# who was morgorth and melkor?



## WizardKing (Dec 19, 2002)

were they the same person if not were they lke satan or something?


----------



## Rúmil (Dec 19, 2002)

Morgoth means "black Enemy". It was a derogatory name given to Melkor "He who Arises in Might", the most powerful of the Valar (angelic spirits roughly equal to angels) who fell into evil before the world was made. He can be considered to be a gross equivalent of Satan.


----------



## Goro Shimura (Dec 19, 2002)

Sauron was Melkor/Morgoth's lieutenant during the First Age.

When the Valar defeated Melkor/Morgoth, Sauron repented. He hung around ME helping to heal the hurts Melkor/Morgoth had caused... then he began to think that things could really be a _even better_ if he ruled ME and everyone worshiped him as a god. Melkor, OTOH, was sent to the void. ("Hell?") 

Sauron was still fair to look upon during the Second Age... but after his body was destroyed in the fall of Atlantus, he could no longer appear as being anything other than scary and ugly! That's why the elves were't so suspicious of him when he started making rings. When Sauron took over Atlantus, he set up a cult for the worship of Morgoth/Melkor... and sacrificed anyone that didn't go along with that!


Think of Satan incarnating himself into a real body of flesh-- instead of just being a "spirit"-- and you'd be close. That goes for Sauron and Melkor both.


----------



## Gothmog (Dec 20, 2002)

You will find some answers on the following threads.

Melkor. Evil by will or evil by nature 

Was Melkor a Valar?


----------



## Gil-Galad (Dec 21, 2002)

> _Originally posted by Rúmil _
> *Morgoth means "black Enemy". It was a derogatory name given to Melkor "He who Arises in Might", the most powerful of the Valar (angelic spirits roughly equal to angels) who fell into evil before the world was made. He can be considered to be a gross equivalent of Satan. *


....and Sauron can be considered to be a gross equivalent of Antichrist.


----------



## LoreMaster (Dec 28, 2002)

In the discussion "Is Morgoth ME version of Satan?," I mentioned that the author of _Tolkien: Man and Myth_ identified Melkor with Satan. Based on my own belief that Iluvatar is to be identified with the God of the Bible, I agree with that author's opinion. If anyone wonders why I believe Eru is Jehovah, I set forth my reasoning in the discussion I mentioned at the beginning of this post.


----------

Stored data:

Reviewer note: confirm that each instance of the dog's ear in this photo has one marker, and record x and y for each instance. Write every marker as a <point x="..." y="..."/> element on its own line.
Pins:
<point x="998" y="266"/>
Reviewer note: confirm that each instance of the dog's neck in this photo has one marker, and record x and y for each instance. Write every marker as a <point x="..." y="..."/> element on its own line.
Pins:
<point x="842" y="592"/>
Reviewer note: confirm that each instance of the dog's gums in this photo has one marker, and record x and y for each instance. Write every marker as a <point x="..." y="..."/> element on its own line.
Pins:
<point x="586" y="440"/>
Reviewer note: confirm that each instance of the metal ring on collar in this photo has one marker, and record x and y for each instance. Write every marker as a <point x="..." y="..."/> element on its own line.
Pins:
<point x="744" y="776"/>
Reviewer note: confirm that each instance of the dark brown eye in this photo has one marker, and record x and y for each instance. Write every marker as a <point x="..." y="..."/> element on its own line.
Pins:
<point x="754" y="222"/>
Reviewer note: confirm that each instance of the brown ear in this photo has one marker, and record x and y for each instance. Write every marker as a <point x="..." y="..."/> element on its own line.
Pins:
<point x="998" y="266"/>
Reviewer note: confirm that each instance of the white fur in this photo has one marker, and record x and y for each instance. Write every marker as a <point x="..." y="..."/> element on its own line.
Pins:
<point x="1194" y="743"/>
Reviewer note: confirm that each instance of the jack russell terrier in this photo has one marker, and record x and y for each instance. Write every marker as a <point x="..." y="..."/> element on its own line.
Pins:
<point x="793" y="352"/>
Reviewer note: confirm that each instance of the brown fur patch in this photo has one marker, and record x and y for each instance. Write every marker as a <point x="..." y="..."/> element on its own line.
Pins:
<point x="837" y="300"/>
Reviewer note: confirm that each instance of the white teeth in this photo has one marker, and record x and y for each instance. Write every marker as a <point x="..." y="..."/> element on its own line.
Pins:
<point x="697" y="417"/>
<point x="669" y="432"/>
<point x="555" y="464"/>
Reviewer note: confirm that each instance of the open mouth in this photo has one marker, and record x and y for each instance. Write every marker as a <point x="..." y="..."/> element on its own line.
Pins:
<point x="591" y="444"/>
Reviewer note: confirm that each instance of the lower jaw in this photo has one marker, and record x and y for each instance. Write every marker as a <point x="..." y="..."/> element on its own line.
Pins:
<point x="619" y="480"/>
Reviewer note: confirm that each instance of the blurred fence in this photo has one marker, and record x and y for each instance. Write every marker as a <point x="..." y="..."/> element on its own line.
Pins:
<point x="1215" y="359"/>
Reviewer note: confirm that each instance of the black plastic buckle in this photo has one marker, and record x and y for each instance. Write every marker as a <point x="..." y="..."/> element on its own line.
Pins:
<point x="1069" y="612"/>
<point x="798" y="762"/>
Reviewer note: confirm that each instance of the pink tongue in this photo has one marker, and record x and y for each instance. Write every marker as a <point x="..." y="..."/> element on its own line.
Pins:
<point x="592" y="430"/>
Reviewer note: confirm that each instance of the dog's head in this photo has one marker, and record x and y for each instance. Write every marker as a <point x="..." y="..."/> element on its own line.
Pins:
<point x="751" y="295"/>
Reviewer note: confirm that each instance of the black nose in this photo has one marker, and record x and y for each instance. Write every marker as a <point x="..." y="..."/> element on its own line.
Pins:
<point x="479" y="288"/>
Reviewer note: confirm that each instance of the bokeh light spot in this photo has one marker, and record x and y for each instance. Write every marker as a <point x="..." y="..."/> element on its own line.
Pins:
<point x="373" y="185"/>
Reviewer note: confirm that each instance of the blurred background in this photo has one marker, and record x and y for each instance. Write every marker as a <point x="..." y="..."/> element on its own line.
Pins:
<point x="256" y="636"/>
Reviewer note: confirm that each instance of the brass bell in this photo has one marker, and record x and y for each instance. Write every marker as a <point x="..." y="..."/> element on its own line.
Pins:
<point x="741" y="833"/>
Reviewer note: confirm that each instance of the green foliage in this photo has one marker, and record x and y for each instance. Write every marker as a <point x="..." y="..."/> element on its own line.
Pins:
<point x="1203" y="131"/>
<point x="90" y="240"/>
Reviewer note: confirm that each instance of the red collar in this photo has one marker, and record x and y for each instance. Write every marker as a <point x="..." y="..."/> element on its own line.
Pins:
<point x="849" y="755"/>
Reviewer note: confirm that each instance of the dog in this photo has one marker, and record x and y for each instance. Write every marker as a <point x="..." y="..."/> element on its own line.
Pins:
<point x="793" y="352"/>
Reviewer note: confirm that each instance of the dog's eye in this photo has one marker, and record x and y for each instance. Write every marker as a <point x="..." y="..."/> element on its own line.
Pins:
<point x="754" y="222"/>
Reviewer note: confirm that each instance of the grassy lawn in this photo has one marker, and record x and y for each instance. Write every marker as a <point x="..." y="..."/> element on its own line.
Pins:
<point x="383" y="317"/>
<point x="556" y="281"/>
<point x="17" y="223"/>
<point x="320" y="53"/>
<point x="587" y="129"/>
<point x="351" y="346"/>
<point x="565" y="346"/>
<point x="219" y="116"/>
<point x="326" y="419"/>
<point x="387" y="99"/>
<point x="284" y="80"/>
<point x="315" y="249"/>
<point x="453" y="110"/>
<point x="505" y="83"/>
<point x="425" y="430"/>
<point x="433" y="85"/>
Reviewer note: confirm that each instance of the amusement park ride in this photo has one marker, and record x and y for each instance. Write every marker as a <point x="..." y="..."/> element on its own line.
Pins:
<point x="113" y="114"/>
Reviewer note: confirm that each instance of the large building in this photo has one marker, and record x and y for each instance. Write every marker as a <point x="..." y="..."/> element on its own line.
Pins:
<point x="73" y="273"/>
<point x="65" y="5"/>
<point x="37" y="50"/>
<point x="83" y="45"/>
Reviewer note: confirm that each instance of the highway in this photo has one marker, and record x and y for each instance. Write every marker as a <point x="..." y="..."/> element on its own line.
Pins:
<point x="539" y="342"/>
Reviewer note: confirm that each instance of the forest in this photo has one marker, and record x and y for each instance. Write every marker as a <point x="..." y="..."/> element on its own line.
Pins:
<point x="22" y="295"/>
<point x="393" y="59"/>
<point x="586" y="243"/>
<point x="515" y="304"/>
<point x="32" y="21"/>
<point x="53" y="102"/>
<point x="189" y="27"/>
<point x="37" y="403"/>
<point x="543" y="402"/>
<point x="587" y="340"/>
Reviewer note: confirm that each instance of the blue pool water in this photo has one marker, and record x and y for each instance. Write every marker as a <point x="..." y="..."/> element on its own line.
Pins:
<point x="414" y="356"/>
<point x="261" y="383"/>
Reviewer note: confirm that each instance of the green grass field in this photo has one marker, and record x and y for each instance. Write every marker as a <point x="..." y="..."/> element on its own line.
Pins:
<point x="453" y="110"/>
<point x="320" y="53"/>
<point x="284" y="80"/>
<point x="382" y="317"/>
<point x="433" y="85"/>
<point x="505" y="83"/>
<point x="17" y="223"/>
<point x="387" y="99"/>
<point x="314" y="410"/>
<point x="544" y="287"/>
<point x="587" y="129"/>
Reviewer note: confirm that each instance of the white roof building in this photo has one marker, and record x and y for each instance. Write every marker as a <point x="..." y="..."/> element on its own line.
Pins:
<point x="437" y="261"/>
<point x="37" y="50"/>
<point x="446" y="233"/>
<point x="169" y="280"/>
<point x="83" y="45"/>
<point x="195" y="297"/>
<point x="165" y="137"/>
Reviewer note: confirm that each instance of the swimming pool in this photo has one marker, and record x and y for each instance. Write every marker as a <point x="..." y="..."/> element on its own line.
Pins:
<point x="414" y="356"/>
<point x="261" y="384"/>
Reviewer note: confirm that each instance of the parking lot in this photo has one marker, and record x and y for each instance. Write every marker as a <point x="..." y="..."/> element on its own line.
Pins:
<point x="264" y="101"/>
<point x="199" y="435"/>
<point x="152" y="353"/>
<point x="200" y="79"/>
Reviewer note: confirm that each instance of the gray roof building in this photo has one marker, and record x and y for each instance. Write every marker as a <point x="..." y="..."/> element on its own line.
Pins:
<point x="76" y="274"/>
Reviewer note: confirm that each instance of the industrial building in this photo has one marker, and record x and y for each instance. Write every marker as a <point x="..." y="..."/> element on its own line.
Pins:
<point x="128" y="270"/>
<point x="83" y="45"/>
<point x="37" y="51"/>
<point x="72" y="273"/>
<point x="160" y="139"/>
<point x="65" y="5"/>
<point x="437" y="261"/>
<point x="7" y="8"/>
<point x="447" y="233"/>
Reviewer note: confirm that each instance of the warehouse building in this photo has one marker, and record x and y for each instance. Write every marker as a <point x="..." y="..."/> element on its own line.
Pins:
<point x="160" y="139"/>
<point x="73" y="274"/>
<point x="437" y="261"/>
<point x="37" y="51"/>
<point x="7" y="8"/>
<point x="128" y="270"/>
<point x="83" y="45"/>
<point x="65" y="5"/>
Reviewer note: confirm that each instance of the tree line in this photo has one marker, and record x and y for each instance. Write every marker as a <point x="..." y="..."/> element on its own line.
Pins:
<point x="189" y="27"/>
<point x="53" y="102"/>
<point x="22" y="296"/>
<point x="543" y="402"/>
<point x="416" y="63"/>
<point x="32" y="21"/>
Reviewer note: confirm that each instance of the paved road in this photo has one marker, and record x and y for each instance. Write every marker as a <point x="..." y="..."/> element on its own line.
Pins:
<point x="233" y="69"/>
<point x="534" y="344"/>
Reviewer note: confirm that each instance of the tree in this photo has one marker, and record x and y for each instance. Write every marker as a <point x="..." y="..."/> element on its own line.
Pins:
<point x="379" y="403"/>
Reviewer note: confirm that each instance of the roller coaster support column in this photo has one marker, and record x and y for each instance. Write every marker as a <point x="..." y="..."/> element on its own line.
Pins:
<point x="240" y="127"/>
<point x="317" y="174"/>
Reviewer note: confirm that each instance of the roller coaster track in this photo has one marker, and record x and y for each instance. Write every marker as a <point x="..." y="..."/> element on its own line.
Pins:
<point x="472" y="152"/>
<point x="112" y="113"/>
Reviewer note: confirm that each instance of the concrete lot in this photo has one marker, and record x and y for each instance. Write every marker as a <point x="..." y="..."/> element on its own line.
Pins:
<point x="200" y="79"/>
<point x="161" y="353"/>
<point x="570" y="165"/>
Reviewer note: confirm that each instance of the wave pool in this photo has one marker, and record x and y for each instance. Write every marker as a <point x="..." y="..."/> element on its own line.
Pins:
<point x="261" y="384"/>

EXERCISE DETAILS:
Reproduce the forum thread about Morgoth and Melkor in full, word for word.

EXERCISE ANSWER:
# who was morgorth and melkor?



## WizardKing (Dec 19, 2002)

were they the same person if not were they lke satan or something?


----------



## Rúmil (Dec 19, 2002)

Morgoth means "black Enemy". It was a derogatory name given to Melkor "He who Arises in Might", the most powerful of the Valar (angelic spirits roughly equal to angels) who fell into evil before the world was made. He can be considered to be a gross equivalent of Satan.


----------



## Goro Shimura (Dec 19, 2002)

Sauron was Melkor/Morgoth's lieutenant during the First Age.

When the Valar defeated Melkor/Morgoth, Sauron repented. He hung around ME helping to heal the hurts Melkor/Morgoth had caused... then he began to think that things could really be a _even better_ if he ruled ME and everyone worshiped him as a god. Melkor, OTOH, was sent to the void. ("Hell?") 

Sauron was still fair to look upon during the Second Age... but after his body was destroyed in the fall of Atlantus, he could no longer appear as being anything other than scary and ugly! That's why the elves were't so suspicious of him when he started making rings. When Sauron took over Atlantus, he set up a cult for the worship of Morgoth/Melkor... and sacrificed anyone that didn't go along with that!


Think of Satan incarnating himself into a real body of flesh-- instead of just being a "spirit"-- and you'd be close. That goes for Sauron and Melkor both.


----------



## Gothmog (Dec 20, 2002)

You will find some answers on the following threads.

Melkor. Evil by will or evil by nature 

Was Melkor a Valar?


----------



## Gil-Galad (Dec 21, 2002)

> _Originally posted by Rúmil _
> *Morgoth means "black Enemy". It was a derogatory name given to Melkor "He who Arises in Might", the most powerful of the Valar (angelic spirits roughly equal to angels) who fell into evil before the world was made. He can be considered to be a gross equivalent of Satan. *


....and Sauron can be considered to be a gross equivalent of Antichrist.


----------



## LoreMaster (Dec 28, 2002)

In the discussion "Is Morgoth ME version of Satan?," I mentioned that the author of _Tolkien: Man and Myth_ identified Melkor with Satan. Based on my own belief that Iluvatar is to be identified with the God of the Bible, I agree with that author's opinion. If anyone wonders why I believe Eru is Jehovah, I set forth my reasoning in the discussion I mentioned at the beginning of this post.


----------